» YOUR TASK
Pull out every line of the listing that contains the word "white", and copy each one in full. Case counts, so match the word only where its capitalization is identical.
————————
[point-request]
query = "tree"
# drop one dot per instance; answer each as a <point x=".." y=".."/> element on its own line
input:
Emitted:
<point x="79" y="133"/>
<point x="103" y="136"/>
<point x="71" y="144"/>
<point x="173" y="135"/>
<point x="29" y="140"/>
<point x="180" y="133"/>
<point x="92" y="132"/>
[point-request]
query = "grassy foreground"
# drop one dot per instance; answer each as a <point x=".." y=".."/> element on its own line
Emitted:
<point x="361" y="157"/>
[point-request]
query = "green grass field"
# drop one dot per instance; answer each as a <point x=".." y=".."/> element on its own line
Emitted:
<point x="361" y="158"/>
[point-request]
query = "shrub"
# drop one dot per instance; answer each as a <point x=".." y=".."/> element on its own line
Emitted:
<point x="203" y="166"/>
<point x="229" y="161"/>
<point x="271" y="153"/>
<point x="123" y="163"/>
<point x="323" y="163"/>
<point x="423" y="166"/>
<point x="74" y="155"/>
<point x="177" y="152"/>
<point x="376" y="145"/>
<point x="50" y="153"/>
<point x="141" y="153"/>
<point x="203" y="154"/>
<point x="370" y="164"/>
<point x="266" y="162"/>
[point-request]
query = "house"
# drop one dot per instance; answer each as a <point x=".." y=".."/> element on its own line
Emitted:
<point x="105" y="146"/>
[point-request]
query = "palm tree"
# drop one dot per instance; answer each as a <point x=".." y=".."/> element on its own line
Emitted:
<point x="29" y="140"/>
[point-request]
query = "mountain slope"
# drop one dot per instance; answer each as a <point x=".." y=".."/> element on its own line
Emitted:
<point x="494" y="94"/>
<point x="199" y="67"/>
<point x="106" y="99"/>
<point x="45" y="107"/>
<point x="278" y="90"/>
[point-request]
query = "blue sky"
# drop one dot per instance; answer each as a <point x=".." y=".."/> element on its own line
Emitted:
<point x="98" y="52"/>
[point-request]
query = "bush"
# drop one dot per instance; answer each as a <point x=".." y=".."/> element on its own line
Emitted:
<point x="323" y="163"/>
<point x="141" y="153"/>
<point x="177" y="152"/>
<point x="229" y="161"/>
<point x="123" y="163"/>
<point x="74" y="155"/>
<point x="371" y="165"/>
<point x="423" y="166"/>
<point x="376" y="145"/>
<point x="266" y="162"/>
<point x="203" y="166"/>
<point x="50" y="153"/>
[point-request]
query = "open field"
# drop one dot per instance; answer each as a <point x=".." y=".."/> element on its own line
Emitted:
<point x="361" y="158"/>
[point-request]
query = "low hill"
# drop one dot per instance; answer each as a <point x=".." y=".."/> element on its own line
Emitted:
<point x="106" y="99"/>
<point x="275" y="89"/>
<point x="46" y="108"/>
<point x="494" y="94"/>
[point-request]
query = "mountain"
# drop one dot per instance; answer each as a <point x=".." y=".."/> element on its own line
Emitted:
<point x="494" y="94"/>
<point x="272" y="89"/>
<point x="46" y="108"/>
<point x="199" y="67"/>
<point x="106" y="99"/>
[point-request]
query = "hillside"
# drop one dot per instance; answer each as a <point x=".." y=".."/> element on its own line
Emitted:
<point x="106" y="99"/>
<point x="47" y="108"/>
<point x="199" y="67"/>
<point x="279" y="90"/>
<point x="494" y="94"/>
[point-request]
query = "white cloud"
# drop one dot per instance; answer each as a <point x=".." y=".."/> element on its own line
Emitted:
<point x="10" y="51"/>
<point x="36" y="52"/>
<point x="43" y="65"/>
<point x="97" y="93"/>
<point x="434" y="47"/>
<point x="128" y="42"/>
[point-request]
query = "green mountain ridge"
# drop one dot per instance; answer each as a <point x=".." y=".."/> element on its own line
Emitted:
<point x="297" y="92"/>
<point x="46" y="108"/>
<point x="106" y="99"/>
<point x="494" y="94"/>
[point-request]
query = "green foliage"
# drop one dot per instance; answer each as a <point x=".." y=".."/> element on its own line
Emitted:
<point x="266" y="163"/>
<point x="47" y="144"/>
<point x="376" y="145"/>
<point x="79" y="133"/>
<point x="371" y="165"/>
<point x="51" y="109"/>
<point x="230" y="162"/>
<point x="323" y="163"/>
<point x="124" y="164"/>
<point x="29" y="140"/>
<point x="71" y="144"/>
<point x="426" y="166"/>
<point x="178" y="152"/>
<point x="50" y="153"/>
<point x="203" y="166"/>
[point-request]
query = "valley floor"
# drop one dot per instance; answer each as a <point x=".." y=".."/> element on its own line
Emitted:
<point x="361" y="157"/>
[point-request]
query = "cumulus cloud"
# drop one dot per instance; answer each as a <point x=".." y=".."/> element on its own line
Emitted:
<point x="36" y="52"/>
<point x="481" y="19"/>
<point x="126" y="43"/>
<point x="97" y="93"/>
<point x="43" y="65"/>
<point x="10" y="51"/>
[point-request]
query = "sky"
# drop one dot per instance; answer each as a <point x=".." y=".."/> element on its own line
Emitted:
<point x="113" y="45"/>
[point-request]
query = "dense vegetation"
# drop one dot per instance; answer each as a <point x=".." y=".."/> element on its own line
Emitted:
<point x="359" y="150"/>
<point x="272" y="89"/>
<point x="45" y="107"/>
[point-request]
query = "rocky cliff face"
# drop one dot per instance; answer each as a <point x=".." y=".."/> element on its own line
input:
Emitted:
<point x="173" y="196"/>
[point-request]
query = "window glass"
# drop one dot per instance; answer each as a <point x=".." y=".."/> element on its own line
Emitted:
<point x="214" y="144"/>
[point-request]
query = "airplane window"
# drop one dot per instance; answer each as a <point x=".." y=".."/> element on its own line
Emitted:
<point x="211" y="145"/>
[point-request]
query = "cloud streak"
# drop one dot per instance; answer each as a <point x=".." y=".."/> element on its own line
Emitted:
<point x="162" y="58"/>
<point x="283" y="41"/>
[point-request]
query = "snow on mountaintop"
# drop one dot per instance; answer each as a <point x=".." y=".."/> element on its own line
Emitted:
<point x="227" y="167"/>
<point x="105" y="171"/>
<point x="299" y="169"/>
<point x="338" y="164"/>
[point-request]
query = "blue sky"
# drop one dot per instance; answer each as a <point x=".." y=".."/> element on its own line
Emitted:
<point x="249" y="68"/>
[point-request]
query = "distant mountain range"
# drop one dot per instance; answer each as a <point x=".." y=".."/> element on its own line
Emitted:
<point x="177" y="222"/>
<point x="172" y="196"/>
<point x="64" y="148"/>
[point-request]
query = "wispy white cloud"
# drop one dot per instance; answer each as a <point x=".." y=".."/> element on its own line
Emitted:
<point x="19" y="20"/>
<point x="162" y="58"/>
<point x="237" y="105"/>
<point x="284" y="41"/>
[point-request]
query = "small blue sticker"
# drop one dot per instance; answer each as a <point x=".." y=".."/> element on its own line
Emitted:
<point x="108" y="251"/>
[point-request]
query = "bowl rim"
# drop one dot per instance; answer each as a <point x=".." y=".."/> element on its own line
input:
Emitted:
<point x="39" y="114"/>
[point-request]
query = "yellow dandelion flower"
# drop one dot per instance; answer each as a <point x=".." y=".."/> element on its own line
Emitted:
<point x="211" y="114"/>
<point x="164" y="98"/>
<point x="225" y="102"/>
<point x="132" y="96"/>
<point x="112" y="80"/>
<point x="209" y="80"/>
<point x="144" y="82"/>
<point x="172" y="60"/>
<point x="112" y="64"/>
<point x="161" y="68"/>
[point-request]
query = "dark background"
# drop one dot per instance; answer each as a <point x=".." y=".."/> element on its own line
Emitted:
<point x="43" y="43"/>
————————
» WRITTEN SOLUTION
query = "white cloud"
query = "wispy white cloud"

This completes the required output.